Task directions: Convert all of the material below into a numbered list with one entry per line, omitting any blank lines and leaving the pictures out of the result.

--- Start Provided entries ---

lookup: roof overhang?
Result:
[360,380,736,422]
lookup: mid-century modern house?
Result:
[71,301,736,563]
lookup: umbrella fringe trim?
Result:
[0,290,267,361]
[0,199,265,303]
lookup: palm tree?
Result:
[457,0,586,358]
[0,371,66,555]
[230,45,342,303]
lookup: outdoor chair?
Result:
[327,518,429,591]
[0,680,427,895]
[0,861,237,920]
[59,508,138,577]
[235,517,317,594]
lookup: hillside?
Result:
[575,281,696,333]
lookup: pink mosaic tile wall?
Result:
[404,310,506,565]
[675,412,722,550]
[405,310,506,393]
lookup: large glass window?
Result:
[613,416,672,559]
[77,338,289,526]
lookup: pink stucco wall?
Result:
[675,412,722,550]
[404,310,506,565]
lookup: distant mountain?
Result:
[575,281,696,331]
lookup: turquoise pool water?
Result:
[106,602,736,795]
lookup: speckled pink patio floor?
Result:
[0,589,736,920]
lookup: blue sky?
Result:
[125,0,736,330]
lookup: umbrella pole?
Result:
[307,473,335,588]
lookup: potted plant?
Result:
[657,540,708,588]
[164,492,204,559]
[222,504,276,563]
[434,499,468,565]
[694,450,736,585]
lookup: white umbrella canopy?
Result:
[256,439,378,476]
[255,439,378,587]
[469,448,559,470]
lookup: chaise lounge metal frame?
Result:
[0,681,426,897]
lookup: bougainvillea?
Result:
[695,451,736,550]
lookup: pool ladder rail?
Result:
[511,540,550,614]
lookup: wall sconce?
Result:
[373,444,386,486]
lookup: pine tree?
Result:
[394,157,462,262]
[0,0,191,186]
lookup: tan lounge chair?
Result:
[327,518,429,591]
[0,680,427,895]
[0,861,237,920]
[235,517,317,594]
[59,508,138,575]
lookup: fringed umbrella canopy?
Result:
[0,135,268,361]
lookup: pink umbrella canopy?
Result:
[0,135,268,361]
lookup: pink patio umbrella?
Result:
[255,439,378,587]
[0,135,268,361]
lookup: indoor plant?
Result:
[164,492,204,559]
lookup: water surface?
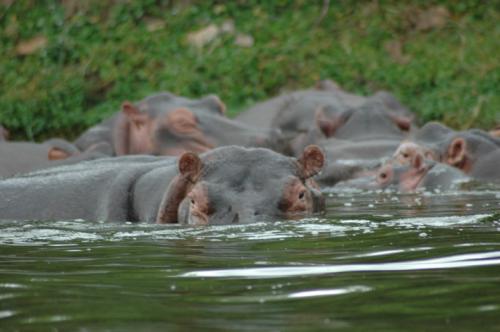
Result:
[0,189,500,331]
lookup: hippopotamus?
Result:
[290,98,412,186]
[75,92,279,156]
[236,80,414,137]
[339,154,471,193]
[394,122,500,180]
[0,146,324,225]
[0,138,110,178]
[0,125,9,142]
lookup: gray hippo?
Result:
[75,92,279,156]
[0,146,324,225]
[338,154,471,193]
[236,80,414,137]
[394,122,500,181]
[0,138,109,178]
[290,98,412,186]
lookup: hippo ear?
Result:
[178,152,203,182]
[447,137,467,166]
[200,95,226,115]
[298,145,325,179]
[47,147,71,160]
[156,152,203,224]
[411,153,424,170]
[113,101,151,156]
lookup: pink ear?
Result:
[314,107,336,137]
[411,153,424,170]
[178,152,203,182]
[298,145,325,179]
[448,137,467,166]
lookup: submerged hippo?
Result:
[341,154,470,193]
[75,92,279,156]
[394,122,500,181]
[236,80,413,137]
[0,146,324,225]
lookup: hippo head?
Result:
[114,96,280,156]
[156,146,324,225]
[342,154,435,192]
[113,93,225,155]
[315,99,412,141]
[393,141,439,165]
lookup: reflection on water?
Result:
[0,189,500,331]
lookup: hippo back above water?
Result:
[0,146,324,224]
[75,92,279,156]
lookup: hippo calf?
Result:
[0,146,324,225]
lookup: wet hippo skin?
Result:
[342,155,470,193]
[0,146,324,225]
[394,122,500,180]
[291,98,413,186]
[0,125,9,142]
[75,92,279,156]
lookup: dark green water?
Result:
[0,190,500,331]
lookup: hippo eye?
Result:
[299,190,306,199]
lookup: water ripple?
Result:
[179,251,500,278]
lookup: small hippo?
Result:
[0,138,104,178]
[0,146,324,225]
[341,154,470,193]
[290,98,412,186]
[236,80,414,137]
[75,92,279,156]
[394,122,500,180]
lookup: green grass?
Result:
[0,0,500,139]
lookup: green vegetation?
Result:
[0,0,500,139]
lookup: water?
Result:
[0,190,500,331]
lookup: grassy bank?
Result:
[0,0,500,139]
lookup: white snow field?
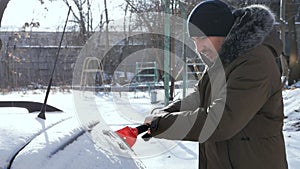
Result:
[0,86,300,169]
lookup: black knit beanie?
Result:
[188,0,234,37]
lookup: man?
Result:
[145,0,288,169]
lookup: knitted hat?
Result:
[188,0,234,37]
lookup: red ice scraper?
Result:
[116,124,151,147]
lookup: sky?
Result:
[1,0,124,31]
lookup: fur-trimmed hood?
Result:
[220,5,275,65]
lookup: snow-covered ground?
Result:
[0,86,300,169]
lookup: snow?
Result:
[0,88,300,169]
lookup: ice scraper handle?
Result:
[136,124,149,134]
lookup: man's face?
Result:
[192,36,225,63]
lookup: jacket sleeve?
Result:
[151,54,271,142]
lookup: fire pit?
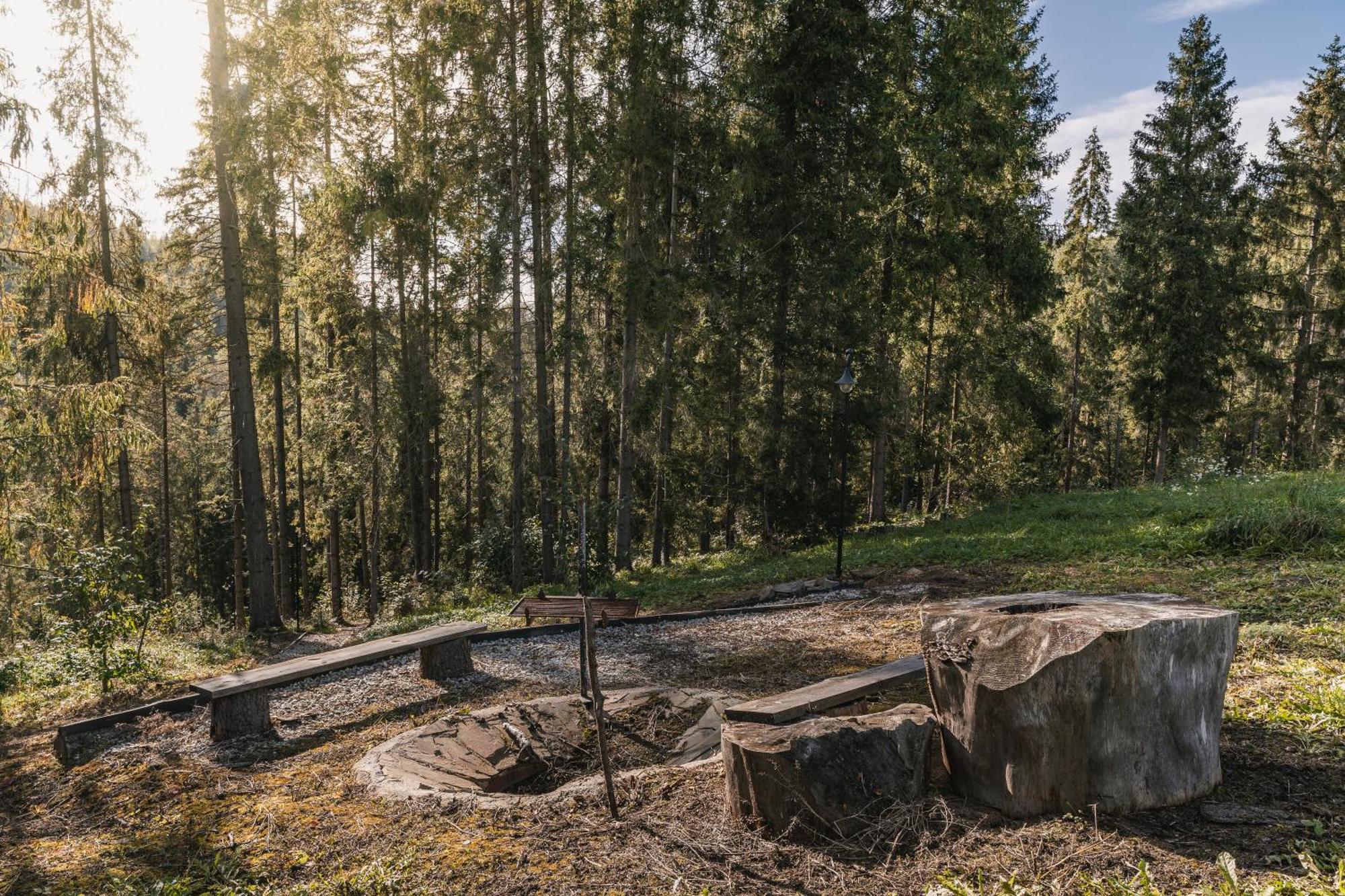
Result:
[920,592,1237,817]
[355,688,724,807]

--- End Provided entries ---

Output:
1. lookup: roof overhang?
2. Result:
3. [360,380,736,422]
4. lookup: mid-century modern house?
5. Result:
6. [71,301,736,563]
7. lookup: umbrella fringe trim?
8. Result:
9. [0,290,267,361]
10. [0,199,265,303]
11. lookup: palm tree?
12. Result:
13. [457,0,586,358]
14. [0,371,66,555]
15. [230,45,342,303]
16. lookup: outdoor chair?
17. Result:
18. [327,518,429,591]
19. [0,680,427,895]
20. [0,861,237,920]
21. [59,508,138,577]
22. [235,517,317,594]
23. lookup: hillside?
24. Result:
25. [575,281,696,333]
26. lookup: pink mosaic tile wall?
27. Result:
28. [404,310,506,565]
29. [675,412,722,550]
30. [405,310,506,393]
31. lookup: large glass window?
32. Result:
33. [613,416,672,559]
34. [77,338,289,526]
35. lookup: pink stucco wall?
36. Result:
37. [675,412,722,550]
38. [404,310,506,565]
39. lookup: distant mountain?
40. Result:
41. [575,281,696,331]
42. lookup: turquoise pool water?
43. Result:
44. [106,602,736,795]
45. lookup: speckled pink patio floor?
46. Result:
47. [0,589,736,920]
48. lookup: blue sky?
49. Result:
50. [125,0,736,330]
51. lookup: umbrella pole?
52. Result:
53. [307,473,335,588]
54. lookup: potted plant?
55. Result:
56. [657,540,708,588]
57. [164,492,204,559]
58. [222,504,276,563]
59. [434,499,468,565]
60. [694,450,736,585]
61. lookup: white umbrella canopy?
62. Result:
63. [256,439,378,476]
64. [255,439,378,587]
65. [469,448,559,470]
66. lookup: chaise lounge metal frame?
67. Result:
68. [0,681,426,897]
69. lookup: bougainvillea?
70. Result:
71. [695,451,736,550]
72. lookup: pool ladder rail?
73. Result:
74. [511,540,550,614]
75. lookup: wall sconce?
76. Result:
77. [373,444,386,486]
78. lookup: pine tree?
79. Result:
80. [394,157,462,262]
81. [0,0,191,186]
82. lookup: tan lounge chair?
83. Result:
84. [327,518,429,591]
85. [0,680,427,895]
86. [0,861,237,920]
87. [235,517,317,594]
88. [59,508,138,575]
89. lookup: fringed umbrella canopy?
90. Result:
91. [0,135,268,361]
92. lookup: pink umbrella canopy?
93. Result:
94. [0,135,268,361]
95. lookup: pink patio umbrella?
96. Result:
97. [255,439,378,587]
98. [0,135,268,361]
99. lookup: indoor plant?
100. Result:
101. [164,492,204,559]
102. lookup: water surface?
103. Result:
104. [0,189,500,331]
105. lookup: hippopotamus?
106. Result:
107. [290,98,412,186]
108. [75,92,279,156]
109. [236,80,414,137]
110. [339,154,471,193]
111. [394,122,500,180]
112. [0,146,324,225]
113. [0,138,110,178]
114. [0,125,9,142]
115. lookup: gray hippo?
116. Result:
117. [75,92,279,156]
118. [0,146,324,225]
119. [338,154,471,193]
120. [236,80,414,137]
121. [394,122,500,181]
122. [0,138,109,178]
123. [290,98,412,186]
124. lookup: hippo ear?
125. Result:
126. [178,152,203,182]
127. [447,137,467,166]
128. [200,95,226,115]
129. [298,145,325,179]
130. [47,147,71,160]
131. [156,152,203,224]
132. [411,153,424,170]
133. [113,101,151,156]
134. lookup: pink ear?
135. Result:
136. [314,107,336,137]
137. [411,153,424,170]
138. [178,152,203,182]
139. [298,145,325,179]
140. [448,137,467,166]
141. lookup: submerged hippo?
142. Result:
143. [341,154,470,193]
144. [75,92,279,156]
145. [394,122,500,181]
146. [236,80,413,137]
147. [0,146,324,225]
148. lookup: hippo head?
149. Result:
150. [114,96,280,156]
151. [156,146,324,225]
152. [342,154,435,192]
153. [113,93,225,155]
154. [315,99,412,141]
155. [393,141,439,165]
156. lookup: reflection on water?
157. Result:
158. [0,189,500,331]
159. lookup: hippo back above water?
160. Result:
161. [0,146,324,224]
162. [75,92,279,156]
163. lookup: hippo calf?
164. Result:
165. [0,146,324,225]
166. lookup: wet hippo skin?
167. Result:
168. [342,155,470,193]
169. [0,146,324,225]
170. [394,122,500,180]
171. [291,98,413,186]
172. [0,125,9,142]
173. [75,92,279,156]
174. lookup: dark green water?
175. Result:
176. [0,190,500,331]
177. lookup: hippo eye?
178. Result:
179. [299,190,306,199]
180. lookup: water ripple?
181. Result:
182. [179,251,500,278]
183. lookup: small hippo?
184. Result:
185. [0,138,104,178]
186. [0,146,324,225]
187. [341,154,470,193]
188. [290,98,412,186]
189. [236,80,414,137]
190. [75,92,279,156]
191. [394,122,500,180]
192. lookup: green grass?
193. Result:
194. [0,0,500,139]
195. lookup: green vegetation?
196. Result:
197. [0,0,500,139]
198. lookup: water?
199. Result:
200. [0,190,500,331]
201. lookup: grassy bank?
202. Result:
203. [0,0,500,139]
204. lookup: white snow field?
205. Result:
206. [0,86,300,169]
207. lookup: black knit beanie?
208. Result:
209. [188,0,234,37]
210. lookup: man?
211. Result:
212. [145,0,288,169]
213. lookup: knitted hat?
214. Result:
215. [188,0,234,37]
216. lookup: red ice scraper?
217. Result:
218. [116,124,151,147]
219. lookup: sky?
220. Result:
221. [1,0,124,31]
222. lookup: fur-trimmed hood?
223. Result:
224. [220,5,275,65]
225. lookup: snow-covered ground?
226. Result:
227. [0,86,300,169]
228. lookup: snow?
229. Result:
230. [0,88,300,169]
231. lookup: ice scraper handle?
232. Result:
233. [136,124,149,134]
234. lookup: man's face?
235. Result:
236. [192,36,225,63]
237. lookup: jacket sleeve?
238. Result:
239. [151,54,271,142]
240. lookup: fire pit?
241. Result:
242. [920,592,1237,817]
243. [355,688,724,807]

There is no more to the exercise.